Indonesian Senator from Central Sulawesi
- In office 1 October 2014 – 1 October 2019

Personal details
- Born: 25 July 1976 (age 49) Beteleme, Central Sulawesi, Indonesia
- Party: Hanura

= Delis Julkarson Hehi =

Delis Julkarson Hehi (born 25 July 1976) is an Indonesian physician and politician of the Hanura party who has served as the regent of North Morowali Regency, Central Sulawesi since April 2021. He had previously served as a senator representing Central Sulawesi between 2014 and 2019.
==Early life==
Delis Julkarson Hehi was born at the village of Beteleme in present-day North Morowali Regency on 25 July 1976. After completing middle school in Beteleme by 1991, he studied at a Catholic high school in Poso, graduating in 1994. He then received his bachelor's degree in medicine from Hasanuddin University in Makassar in 1999.

==Career==
After graduating from Hasanuddin, Hehi worked as a doctor. He worked for a time as a private doctor for Pelni, before becoming the resident physician and head of a Puskesmas in Bualemo district, Banggai Regency in 2003. He then moved to a Puskesmas in Tomata, in North Morowali, which he headed until 2008.

Hehi ran as the running mate of Chaeruddin Zen in Morowali Regency's 2012 regency election, with Zen-Hehi winning 17,676 votes and placing third out of four tickets. Hehi then ran as a candidate for the Regional Representative Council (DPD) to represent Central Sulawesi in the 2014 election, and won a seat after securing 101,620 votes. In the 2019 election, he ran for a seat in the House of Representatives representing the province as a Hanura candidate and won 41,235 votes, but failed to win a seat.

[Recorded data]

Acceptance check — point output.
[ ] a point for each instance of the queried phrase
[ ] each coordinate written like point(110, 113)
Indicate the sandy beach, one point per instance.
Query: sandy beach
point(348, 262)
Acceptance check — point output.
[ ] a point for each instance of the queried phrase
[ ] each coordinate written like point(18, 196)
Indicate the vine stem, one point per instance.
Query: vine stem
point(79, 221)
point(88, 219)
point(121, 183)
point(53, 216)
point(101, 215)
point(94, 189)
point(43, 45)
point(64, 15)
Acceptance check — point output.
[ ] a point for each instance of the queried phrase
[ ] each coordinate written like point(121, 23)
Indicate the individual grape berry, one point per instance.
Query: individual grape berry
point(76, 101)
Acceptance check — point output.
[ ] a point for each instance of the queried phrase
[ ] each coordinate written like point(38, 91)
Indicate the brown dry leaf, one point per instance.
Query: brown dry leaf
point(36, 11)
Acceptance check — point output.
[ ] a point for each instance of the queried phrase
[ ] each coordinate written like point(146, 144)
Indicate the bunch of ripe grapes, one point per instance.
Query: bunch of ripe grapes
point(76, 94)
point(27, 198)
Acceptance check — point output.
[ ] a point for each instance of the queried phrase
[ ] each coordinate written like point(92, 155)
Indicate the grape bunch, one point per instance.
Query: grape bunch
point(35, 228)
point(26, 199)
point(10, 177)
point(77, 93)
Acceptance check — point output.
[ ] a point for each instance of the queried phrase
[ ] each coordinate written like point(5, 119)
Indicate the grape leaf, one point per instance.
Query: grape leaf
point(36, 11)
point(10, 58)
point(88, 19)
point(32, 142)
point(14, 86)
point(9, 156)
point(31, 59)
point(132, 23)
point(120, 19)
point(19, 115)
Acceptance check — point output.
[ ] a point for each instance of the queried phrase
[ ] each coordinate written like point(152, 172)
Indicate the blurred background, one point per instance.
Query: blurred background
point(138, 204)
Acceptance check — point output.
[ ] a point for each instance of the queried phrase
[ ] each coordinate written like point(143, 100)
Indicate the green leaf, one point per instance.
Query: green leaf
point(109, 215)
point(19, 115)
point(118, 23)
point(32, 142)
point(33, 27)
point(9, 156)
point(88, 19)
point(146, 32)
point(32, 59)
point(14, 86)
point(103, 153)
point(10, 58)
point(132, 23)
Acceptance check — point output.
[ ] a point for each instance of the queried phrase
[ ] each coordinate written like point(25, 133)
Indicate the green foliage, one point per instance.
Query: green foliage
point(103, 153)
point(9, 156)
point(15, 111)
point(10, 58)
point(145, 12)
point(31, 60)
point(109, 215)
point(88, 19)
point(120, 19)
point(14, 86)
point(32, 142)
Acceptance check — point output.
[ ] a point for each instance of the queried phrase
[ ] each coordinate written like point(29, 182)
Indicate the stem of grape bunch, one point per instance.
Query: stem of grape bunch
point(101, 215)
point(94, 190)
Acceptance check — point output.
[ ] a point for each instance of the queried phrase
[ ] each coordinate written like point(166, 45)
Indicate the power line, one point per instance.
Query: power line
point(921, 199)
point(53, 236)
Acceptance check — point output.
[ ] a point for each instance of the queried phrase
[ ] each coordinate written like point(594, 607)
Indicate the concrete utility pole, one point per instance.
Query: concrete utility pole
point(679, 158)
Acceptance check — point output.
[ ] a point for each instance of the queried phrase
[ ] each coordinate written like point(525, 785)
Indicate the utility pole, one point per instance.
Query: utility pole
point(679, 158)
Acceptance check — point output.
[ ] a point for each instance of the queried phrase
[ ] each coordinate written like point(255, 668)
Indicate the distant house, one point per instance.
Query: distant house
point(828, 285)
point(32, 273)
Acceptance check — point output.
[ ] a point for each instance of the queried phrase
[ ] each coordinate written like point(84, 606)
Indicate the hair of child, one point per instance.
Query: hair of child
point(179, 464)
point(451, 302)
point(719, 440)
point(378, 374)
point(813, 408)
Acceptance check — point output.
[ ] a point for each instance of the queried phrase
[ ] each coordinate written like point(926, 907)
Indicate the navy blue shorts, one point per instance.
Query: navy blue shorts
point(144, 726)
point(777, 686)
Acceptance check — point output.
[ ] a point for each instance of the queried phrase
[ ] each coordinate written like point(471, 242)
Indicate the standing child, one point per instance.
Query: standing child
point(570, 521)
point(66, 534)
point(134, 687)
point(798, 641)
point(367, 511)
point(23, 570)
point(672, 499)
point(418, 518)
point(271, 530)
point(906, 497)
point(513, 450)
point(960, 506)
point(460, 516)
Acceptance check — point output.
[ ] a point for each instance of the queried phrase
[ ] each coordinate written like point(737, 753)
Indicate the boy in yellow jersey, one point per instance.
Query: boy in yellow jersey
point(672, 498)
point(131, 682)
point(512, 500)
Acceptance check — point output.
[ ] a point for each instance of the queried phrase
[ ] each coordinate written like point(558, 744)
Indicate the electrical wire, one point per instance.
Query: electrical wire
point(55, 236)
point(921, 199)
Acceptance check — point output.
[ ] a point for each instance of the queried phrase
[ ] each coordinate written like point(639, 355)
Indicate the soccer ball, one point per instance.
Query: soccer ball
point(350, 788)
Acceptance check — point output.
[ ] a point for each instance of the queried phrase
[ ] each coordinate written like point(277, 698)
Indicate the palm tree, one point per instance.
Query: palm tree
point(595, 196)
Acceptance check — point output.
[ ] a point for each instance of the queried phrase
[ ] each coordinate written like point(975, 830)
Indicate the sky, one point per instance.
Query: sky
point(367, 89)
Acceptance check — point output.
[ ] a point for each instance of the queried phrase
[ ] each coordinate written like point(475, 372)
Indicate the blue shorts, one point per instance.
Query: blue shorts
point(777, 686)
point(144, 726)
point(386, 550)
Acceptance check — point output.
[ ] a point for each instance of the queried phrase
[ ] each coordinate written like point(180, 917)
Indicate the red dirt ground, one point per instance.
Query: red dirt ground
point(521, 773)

--- Problem requirements ---
Continue the biography of Delis Julkarson Hehi, picking up after its last sentence.

--- Task result ---
===Regent===
In 2020, Hehi ran in the regency election for North Morowali, with Djira Kono as his running mate. The pair was supported by Golkar, Nasdem, PKB, Hanura, and PBB, representing 17 out of 25 seats in the municipal legislature. They won 34,016 votes (50.46%) in the election, defeating HO Liliana (wife of a previous regent) who won 33,397 votes. After a partial revote by order of the Constitutional Court of Indonesia, Hehi and Kono were sworn in on 30 April 2021. Hehi and Kono ran for reelection in 2024, securing their second term after winning 39,089 votes (53%).

As regent, Hehi has called for increased investment in clean water and road infrastructure in North Morowali to support the expanding nickel mining industry. Municipal revenues increased from around Rp 100 billion (USD 7 million) at the start of his term to nearly Rp 500 billion (USD 30 million) by 2024, driven by increased income from royalties from mining companies and from taxes on small businesses supporting mining operations. In February 2026, speaking in front of DPD members, he called for an increased flexibility for municipal governments in allocating village funds and called for the government to allow increased salaries to village officials.

Politically, he is a member of Hanura, and holds the position of vice chairman within its central committee.

==Personal life==
He is married to Febriyanthi Hongkiriwang, and the couple has two children.